## PROBLEM TO SOLVE:
Return the lines below that carry the word "sleeve".

## DATA FOR ANALYSIS:
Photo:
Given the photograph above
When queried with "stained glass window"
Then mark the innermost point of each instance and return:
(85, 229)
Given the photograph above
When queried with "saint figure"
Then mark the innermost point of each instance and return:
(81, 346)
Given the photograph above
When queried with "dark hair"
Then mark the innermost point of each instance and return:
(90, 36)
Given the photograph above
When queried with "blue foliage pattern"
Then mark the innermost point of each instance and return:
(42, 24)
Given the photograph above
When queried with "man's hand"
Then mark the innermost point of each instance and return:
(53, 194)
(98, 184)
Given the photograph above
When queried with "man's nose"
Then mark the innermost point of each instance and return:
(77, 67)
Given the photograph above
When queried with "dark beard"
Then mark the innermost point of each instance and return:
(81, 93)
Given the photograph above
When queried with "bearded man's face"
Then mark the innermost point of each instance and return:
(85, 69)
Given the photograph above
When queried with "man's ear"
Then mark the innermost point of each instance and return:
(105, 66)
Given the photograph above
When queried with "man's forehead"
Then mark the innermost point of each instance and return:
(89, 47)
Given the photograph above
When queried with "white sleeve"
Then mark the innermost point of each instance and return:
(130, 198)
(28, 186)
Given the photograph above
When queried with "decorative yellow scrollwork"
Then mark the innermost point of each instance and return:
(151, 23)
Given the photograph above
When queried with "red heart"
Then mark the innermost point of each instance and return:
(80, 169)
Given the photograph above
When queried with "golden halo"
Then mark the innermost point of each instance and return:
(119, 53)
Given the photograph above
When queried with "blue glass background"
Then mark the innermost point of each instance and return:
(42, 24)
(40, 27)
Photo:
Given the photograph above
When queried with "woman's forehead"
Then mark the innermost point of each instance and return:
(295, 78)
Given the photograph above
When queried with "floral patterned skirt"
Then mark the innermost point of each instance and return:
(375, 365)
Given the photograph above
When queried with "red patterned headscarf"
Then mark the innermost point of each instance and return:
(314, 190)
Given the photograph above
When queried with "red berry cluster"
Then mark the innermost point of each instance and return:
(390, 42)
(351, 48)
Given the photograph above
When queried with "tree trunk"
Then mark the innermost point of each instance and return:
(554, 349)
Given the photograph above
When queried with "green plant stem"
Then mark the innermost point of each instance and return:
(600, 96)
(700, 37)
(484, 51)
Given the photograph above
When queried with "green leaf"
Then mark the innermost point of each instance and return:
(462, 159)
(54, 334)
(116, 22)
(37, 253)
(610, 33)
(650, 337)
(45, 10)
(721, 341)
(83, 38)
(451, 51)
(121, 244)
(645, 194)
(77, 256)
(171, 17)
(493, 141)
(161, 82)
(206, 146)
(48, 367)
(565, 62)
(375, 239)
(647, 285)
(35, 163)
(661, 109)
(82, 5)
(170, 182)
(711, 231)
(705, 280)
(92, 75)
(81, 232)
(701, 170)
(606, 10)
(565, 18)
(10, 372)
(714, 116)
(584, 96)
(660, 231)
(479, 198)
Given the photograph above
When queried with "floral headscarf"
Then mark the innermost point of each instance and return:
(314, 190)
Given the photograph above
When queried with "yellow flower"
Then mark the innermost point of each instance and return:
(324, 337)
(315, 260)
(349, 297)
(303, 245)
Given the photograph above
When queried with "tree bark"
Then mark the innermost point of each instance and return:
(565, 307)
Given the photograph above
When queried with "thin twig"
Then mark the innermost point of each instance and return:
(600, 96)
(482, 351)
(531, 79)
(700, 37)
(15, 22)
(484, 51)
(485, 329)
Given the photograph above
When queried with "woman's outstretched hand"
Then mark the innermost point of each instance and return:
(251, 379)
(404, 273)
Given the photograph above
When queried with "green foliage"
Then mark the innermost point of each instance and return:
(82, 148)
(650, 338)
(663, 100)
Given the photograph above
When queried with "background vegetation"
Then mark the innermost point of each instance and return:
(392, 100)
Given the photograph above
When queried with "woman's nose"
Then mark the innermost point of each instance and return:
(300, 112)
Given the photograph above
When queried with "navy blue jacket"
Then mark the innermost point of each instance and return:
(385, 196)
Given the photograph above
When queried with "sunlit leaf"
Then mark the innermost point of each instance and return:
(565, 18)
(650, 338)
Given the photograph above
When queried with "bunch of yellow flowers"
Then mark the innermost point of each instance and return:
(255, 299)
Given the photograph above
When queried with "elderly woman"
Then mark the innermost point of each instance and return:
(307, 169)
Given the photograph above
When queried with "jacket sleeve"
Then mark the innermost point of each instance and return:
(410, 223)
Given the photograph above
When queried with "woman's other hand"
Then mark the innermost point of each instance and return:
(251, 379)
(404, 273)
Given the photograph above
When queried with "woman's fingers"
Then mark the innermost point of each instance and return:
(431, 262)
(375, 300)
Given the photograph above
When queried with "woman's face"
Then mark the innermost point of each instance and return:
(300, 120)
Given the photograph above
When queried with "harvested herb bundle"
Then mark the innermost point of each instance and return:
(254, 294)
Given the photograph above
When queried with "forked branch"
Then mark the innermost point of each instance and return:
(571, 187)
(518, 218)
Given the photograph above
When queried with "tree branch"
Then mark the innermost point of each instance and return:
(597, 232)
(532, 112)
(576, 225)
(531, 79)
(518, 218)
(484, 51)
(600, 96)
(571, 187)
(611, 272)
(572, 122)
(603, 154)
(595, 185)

...

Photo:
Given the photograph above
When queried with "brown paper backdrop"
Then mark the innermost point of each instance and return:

## ANSWER TO THIS PROBLEM:
When queried with "white sleeve"
When queried with "jacket sleeve"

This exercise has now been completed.